Gather every line in the entries below that contains the word "blue", and copy each of those lines without changes.

TASK MATERIAL:
───

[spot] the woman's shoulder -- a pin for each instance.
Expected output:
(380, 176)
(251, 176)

───

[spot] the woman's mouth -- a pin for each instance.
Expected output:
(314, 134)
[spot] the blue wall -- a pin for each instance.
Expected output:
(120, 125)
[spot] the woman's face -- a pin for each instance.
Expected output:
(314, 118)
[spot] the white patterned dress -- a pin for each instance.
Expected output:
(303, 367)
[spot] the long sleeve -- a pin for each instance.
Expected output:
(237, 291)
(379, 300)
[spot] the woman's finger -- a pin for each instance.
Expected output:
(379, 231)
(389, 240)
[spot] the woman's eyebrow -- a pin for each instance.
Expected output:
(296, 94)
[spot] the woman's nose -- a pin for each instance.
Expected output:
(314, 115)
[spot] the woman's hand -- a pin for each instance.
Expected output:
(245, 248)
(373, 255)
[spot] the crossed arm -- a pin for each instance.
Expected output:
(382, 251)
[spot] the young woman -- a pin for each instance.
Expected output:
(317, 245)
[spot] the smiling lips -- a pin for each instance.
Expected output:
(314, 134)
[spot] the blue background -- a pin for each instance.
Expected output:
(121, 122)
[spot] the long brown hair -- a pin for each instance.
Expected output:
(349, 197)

───

EXERCISE RESPONSE:
[spot] the blue wall -- a pin for each instance.
[spot] the blue background -- a pin for each instance.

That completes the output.